Saved data entries
⟨

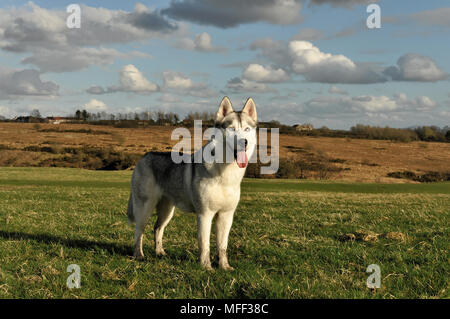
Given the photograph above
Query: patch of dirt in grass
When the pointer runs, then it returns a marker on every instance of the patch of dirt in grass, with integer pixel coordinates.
(371, 236)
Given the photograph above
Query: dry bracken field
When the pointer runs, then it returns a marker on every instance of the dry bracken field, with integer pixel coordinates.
(358, 160)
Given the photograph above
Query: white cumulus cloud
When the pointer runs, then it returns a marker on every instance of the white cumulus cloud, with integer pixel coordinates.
(259, 73)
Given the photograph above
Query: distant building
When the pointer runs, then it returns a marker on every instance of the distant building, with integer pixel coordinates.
(57, 119)
(303, 127)
(29, 119)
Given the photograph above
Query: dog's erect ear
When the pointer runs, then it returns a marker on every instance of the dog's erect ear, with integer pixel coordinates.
(225, 108)
(250, 109)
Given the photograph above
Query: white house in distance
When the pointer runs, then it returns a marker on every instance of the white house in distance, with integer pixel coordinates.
(57, 119)
(303, 127)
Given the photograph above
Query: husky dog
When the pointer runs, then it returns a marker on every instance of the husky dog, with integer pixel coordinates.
(207, 188)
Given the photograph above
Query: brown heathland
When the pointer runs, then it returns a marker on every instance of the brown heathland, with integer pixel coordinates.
(361, 160)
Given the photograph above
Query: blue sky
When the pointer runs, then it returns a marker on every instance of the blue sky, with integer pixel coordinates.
(302, 61)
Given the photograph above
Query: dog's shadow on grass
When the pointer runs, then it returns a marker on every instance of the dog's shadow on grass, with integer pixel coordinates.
(112, 248)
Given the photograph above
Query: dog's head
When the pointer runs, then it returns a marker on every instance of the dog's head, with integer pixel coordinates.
(238, 129)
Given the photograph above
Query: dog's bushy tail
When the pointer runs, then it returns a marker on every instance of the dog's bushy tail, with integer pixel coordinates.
(130, 210)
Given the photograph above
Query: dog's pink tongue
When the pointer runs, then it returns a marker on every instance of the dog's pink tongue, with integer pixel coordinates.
(242, 159)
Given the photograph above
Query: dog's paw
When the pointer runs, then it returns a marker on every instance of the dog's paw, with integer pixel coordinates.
(226, 267)
(160, 253)
(207, 266)
(138, 257)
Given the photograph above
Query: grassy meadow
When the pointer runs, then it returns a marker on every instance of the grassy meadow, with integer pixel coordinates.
(290, 239)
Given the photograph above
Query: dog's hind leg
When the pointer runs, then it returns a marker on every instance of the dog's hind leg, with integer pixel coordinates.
(164, 210)
(142, 211)
(204, 222)
(223, 226)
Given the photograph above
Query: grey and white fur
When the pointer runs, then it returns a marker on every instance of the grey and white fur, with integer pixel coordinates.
(206, 189)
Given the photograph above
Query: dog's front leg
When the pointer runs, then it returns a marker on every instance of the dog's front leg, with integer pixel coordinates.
(204, 222)
(223, 226)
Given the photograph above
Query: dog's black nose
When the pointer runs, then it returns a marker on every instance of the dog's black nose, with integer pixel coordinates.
(243, 143)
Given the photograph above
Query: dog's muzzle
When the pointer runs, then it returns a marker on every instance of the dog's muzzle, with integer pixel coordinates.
(240, 153)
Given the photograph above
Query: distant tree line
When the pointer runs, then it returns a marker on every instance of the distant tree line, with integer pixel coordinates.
(135, 119)
(421, 133)
(150, 117)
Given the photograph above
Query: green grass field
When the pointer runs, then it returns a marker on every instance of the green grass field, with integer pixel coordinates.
(286, 242)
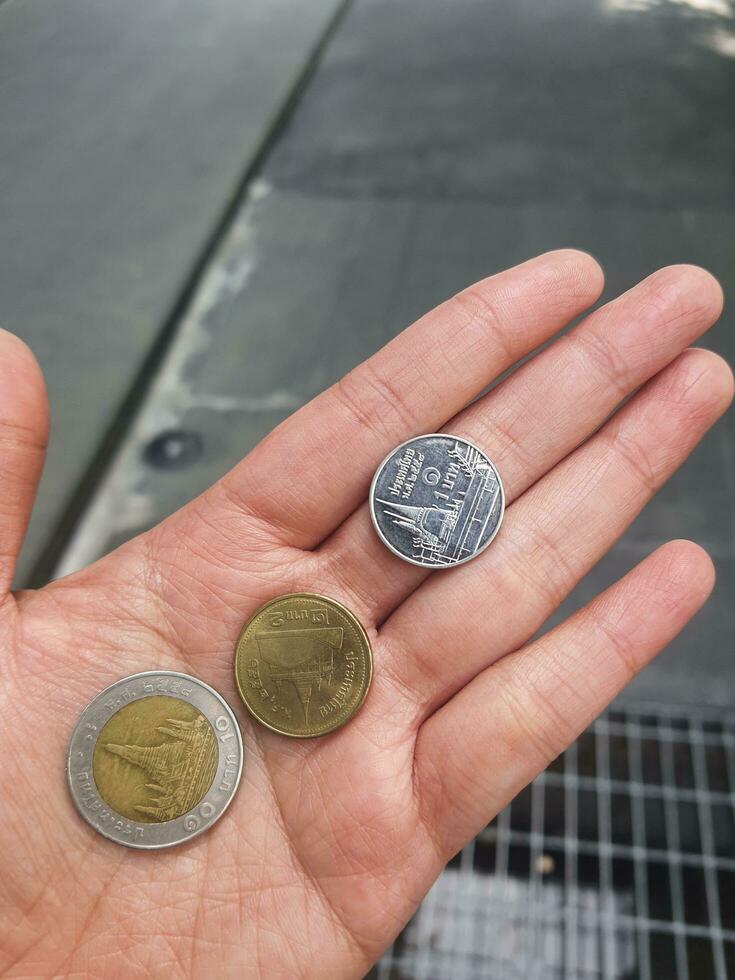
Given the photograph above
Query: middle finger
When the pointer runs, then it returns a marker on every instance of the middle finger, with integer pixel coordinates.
(538, 415)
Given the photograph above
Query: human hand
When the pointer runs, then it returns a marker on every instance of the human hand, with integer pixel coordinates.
(330, 844)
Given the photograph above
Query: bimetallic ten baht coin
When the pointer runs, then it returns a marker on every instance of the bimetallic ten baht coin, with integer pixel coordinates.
(303, 665)
(155, 759)
(437, 501)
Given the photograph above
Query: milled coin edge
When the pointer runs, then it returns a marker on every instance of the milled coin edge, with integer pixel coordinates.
(374, 519)
(368, 673)
(102, 831)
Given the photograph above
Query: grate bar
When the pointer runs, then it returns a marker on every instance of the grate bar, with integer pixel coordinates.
(708, 849)
(614, 863)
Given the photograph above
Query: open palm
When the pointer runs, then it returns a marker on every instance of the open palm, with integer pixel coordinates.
(330, 844)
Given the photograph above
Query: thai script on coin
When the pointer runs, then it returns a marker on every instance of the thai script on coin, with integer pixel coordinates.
(155, 759)
(303, 665)
(437, 501)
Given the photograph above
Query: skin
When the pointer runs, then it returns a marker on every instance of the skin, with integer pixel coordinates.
(330, 844)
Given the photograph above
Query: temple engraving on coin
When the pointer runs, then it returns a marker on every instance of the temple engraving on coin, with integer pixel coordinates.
(303, 665)
(150, 770)
(174, 761)
(437, 501)
(303, 658)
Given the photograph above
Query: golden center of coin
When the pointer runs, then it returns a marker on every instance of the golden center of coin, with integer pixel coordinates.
(303, 665)
(155, 759)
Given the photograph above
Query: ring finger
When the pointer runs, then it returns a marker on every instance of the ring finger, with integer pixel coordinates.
(539, 414)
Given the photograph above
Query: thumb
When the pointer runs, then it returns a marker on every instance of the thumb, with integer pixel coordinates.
(23, 435)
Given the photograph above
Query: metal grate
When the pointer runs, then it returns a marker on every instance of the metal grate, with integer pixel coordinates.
(617, 862)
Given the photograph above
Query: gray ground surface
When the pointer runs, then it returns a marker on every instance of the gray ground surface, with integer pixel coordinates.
(124, 133)
(435, 144)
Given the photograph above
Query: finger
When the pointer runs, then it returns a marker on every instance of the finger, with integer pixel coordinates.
(313, 470)
(544, 410)
(523, 711)
(23, 436)
(554, 535)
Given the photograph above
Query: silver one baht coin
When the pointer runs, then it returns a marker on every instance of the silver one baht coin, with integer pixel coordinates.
(155, 759)
(437, 501)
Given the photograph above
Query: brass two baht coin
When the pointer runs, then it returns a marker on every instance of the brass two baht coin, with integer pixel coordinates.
(154, 760)
(303, 665)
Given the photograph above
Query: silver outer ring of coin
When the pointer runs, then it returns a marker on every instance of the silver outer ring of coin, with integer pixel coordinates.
(149, 836)
(388, 543)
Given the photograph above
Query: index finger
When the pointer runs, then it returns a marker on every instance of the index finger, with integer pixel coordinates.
(311, 472)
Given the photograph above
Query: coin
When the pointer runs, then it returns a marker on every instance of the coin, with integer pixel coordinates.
(303, 665)
(437, 501)
(154, 760)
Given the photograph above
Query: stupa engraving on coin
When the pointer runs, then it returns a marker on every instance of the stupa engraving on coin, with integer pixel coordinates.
(303, 665)
(154, 759)
(437, 501)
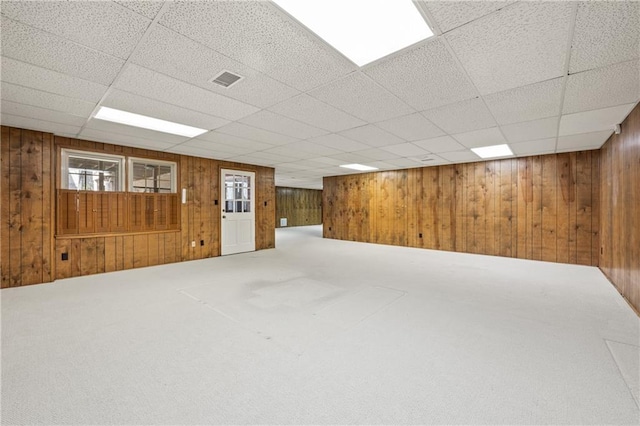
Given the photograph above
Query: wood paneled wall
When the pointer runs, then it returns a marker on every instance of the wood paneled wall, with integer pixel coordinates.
(300, 206)
(31, 253)
(541, 207)
(26, 214)
(620, 209)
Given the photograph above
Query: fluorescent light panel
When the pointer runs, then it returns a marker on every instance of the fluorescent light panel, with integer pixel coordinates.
(137, 120)
(360, 167)
(362, 30)
(493, 151)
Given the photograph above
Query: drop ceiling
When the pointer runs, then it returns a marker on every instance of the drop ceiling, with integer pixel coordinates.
(543, 77)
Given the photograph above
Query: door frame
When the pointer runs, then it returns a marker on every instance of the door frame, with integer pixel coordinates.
(252, 199)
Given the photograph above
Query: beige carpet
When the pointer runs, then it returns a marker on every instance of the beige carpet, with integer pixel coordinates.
(322, 331)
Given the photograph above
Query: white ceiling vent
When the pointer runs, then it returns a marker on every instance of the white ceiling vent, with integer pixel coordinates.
(427, 160)
(226, 79)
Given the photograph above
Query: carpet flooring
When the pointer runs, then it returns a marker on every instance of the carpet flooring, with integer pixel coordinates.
(323, 332)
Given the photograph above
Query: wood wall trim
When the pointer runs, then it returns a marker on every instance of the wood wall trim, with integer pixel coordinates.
(113, 234)
(539, 208)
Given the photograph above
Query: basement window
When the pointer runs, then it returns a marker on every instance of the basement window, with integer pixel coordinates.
(86, 171)
(152, 176)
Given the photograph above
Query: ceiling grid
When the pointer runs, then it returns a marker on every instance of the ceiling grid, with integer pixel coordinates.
(543, 77)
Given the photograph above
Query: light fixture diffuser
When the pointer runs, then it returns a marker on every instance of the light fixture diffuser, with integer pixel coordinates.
(142, 121)
(493, 151)
(360, 167)
(362, 30)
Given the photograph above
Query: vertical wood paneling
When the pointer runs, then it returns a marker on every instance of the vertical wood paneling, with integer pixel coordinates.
(27, 245)
(300, 206)
(513, 207)
(619, 209)
(549, 208)
(491, 216)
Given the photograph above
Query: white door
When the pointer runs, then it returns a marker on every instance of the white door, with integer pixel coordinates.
(238, 212)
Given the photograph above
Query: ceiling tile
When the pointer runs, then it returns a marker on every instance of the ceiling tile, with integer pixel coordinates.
(328, 160)
(268, 160)
(459, 156)
(219, 149)
(485, 137)
(316, 113)
(312, 149)
(253, 133)
(39, 125)
(347, 158)
(361, 97)
(592, 121)
(234, 141)
(28, 75)
(460, 117)
(152, 108)
(272, 158)
(122, 139)
(258, 34)
(526, 103)
(411, 127)
(518, 45)
(167, 52)
(584, 141)
(404, 150)
(336, 141)
(137, 132)
(606, 32)
(29, 111)
(404, 163)
(441, 144)
(186, 149)
(425, 77)
(431, 160)
(452, 14)
(144, 82)
(101, 25)
(288, 152)
(372, 136)
(531, 130)
(382, 165)
(144, 7)
(33, 97)
(45, 50)
(377, 154)
(537, 147)
(614, 85)
(277, 123)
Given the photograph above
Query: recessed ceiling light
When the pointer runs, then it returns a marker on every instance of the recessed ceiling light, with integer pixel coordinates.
(362, 30)
(360, 167)
(493, 151)
(137, 120)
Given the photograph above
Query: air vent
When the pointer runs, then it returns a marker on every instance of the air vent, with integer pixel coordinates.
(427, 159)
(226, 79)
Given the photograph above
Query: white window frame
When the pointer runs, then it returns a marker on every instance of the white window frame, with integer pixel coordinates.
(64, 167)
(172, 164)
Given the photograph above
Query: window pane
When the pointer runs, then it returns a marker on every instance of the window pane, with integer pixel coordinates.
(93, 174)
(148, 176)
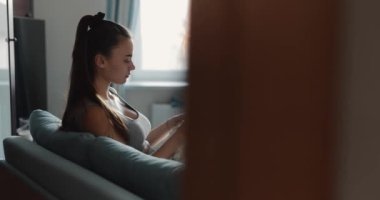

⟩

◆ Directive:
Please show every line of the rows above that contains the string "script".

◆ Answer to the problem:
Query: thai script on coin
When the pointer runs, then it returns a marker on every instance of the thai script on coin, with integer pixel coordinates.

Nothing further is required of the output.